%%
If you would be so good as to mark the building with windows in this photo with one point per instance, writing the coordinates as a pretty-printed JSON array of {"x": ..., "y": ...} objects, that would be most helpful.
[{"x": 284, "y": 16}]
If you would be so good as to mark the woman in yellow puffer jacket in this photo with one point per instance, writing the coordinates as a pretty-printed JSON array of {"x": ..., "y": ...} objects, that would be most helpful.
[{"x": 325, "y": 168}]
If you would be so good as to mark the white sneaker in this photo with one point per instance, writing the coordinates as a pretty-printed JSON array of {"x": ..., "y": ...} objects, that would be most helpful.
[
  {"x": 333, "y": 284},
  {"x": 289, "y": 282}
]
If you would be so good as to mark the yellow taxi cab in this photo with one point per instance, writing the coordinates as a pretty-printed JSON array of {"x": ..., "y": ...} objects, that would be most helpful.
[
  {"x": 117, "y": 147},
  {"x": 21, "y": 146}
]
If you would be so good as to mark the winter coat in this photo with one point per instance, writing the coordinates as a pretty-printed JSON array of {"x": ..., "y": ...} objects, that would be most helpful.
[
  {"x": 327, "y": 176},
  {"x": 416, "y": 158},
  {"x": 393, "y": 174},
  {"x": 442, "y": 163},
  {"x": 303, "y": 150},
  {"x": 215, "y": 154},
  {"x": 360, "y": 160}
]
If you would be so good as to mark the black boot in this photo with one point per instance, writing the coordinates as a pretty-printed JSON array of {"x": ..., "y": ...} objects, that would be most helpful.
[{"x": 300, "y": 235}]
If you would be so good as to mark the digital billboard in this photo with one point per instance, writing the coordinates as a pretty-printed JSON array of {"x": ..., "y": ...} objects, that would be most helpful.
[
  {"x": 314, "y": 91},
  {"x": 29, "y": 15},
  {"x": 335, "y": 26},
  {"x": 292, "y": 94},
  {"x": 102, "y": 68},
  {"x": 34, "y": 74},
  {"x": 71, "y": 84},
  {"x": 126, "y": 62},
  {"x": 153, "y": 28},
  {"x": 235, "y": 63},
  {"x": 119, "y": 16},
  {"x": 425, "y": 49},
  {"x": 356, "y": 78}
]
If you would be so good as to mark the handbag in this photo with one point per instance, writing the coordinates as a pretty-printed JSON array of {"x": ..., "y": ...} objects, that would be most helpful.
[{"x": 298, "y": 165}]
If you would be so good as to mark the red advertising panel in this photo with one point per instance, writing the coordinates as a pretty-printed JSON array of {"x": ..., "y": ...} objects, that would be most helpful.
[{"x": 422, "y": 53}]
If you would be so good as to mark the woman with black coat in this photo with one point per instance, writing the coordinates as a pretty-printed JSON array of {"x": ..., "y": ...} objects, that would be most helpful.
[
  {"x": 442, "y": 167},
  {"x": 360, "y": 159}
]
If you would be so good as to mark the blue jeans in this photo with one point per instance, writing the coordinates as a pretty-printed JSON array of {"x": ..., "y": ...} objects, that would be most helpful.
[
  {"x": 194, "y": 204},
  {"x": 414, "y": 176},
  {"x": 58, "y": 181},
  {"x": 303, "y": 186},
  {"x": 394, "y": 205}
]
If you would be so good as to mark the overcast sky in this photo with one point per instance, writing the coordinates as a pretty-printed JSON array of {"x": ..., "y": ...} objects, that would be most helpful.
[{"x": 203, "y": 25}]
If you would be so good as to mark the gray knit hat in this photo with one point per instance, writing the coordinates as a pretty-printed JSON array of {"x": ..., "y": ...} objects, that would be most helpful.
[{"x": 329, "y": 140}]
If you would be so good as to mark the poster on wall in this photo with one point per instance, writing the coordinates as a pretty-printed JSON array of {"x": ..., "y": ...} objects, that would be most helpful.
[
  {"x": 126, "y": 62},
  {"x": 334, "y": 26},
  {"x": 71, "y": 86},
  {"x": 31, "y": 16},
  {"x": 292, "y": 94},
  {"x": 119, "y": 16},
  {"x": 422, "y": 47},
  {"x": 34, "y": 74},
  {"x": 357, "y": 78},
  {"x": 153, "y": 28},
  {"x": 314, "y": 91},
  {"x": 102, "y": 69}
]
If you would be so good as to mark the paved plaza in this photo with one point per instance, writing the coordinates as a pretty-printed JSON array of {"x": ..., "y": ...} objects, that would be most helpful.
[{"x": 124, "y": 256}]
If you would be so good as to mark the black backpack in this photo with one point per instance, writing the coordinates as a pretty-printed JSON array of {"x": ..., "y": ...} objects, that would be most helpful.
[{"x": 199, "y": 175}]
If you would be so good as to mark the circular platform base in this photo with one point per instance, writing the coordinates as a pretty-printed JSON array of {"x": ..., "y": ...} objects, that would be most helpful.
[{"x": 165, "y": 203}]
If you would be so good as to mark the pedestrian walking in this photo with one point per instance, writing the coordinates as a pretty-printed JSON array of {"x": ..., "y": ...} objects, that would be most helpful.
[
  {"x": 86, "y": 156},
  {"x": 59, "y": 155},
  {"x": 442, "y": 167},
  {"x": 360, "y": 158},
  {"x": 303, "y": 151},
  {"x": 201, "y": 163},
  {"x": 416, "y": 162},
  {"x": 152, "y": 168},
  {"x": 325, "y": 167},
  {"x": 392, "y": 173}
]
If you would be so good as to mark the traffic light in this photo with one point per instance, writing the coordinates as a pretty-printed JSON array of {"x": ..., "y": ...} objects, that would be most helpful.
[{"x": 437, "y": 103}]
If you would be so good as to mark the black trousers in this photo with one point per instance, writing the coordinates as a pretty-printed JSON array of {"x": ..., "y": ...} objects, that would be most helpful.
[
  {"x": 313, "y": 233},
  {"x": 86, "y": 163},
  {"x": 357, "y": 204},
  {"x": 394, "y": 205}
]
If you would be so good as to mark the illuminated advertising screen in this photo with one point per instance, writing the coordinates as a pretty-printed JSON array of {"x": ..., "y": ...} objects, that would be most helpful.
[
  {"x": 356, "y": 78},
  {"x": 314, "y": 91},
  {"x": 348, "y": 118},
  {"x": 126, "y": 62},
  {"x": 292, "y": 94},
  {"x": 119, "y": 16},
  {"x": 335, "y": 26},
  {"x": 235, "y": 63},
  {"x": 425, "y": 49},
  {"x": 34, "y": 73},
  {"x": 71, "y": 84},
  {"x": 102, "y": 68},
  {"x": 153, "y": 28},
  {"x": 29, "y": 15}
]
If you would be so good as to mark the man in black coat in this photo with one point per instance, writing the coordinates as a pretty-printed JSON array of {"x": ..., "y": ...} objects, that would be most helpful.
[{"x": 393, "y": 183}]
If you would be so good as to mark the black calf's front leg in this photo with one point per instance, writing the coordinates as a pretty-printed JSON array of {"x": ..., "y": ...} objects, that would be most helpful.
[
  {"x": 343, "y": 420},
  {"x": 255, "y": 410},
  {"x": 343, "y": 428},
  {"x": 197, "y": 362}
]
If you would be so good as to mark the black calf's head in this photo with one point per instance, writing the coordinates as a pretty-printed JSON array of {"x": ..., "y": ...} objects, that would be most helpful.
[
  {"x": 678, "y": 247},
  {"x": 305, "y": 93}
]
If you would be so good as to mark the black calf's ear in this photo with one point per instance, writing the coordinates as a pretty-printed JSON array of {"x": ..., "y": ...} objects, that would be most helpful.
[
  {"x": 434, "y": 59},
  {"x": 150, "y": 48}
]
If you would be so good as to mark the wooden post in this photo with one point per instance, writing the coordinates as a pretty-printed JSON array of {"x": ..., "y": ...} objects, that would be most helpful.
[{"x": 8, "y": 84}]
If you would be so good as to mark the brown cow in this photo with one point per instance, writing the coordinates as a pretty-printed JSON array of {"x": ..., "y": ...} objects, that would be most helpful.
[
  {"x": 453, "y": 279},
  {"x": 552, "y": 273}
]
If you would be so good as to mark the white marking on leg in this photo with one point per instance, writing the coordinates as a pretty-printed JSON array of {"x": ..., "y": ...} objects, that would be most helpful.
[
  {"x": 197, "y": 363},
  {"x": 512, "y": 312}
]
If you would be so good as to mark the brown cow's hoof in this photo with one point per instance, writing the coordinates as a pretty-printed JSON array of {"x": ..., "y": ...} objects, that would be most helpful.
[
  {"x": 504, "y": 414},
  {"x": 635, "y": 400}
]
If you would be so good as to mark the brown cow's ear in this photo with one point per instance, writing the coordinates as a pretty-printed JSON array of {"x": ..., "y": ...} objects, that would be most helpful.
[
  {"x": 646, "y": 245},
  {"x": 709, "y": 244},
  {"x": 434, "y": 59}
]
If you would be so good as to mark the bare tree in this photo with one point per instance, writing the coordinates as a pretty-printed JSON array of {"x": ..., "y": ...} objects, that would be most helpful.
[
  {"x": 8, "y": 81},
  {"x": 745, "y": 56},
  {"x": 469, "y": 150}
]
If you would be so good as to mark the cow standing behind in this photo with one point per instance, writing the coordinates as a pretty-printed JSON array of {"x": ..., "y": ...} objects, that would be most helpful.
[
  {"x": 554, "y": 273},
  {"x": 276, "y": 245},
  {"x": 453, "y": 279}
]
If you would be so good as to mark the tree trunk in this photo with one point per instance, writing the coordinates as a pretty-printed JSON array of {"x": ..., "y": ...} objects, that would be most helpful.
%%
WHAT YOU ARE ASKED TO DO: Reproduce the records starting at the line that contains "brown cow in" and ending at the end of the records, replacing "bare tree" with "leafless tree" and leaving everything else unchanged.

EXERCISE ANSWER:
If you would be so good as to mark the brown cow in this photo with one point per instance, writing the coordinates as a pretty-printed JSON array of {"x": ..., "y": ...} objects, that would be most helpful.
[
  {"x": 453, "y": 279},
  {"x": 552, "y": 273}
]
If you would be so good as to mark the white marking on leg in this photo with one point per instance, writing the coordinates as a pretty-printed JSON array of {"x": ..., "y": ...} objects, that would be most helpful.
[
  {"x": 197, "y": 363},
  {"x": 512, "y": 312}
]
If you would be so good as to mark the brown cow's hoof in this photo with one point per instance, writing the coordinates as a pretty-printed JSON array of {"x": ..., "y": ...} objects, that would be most helpful.
[
  {"x": 504, "y": 414},
  {"x": 635, "y": 400}
]
If you would be so good as to mark the brown cow's ear in this photo with one point per instance, writing the coordinates as a pretty-printed JSON array of {"x": ..., "y": ...} objects, that would be most helpful.
[
  {"x": 646, "y": 245},
  {"x": 709, "y": 244},
  {"x": 434, "y": 59}
]
If you would be so good as to mark the leafless tree in this photo with one point per instance, writing the coordinates as a pretty-printed JSON array of {"x": ..., "y": ...} objects, that would be most helpful.
[
  {"x": 8, "y": 81},
  {"x": 745, "y": 56},
  {"x": 469, "y": 150}
]
If you would be so good as to mark the cow standing behind in this photo with one point per instance, writing the coordinates as a pretty-printed JSON array of {"x": ..., "y": ...} objects, that would be most helpful.
[
  {"x": 554, "y": 273},
  {"x": 276, "y": 245},
  {"x": 453, "y": 279}
]
If you would be so good as to mark the tree trunk in this photo with one point per instance, writing the coordinates as a pretty-printed JSON array of {"x": ..., "y": ...} objects, that would be most helpful.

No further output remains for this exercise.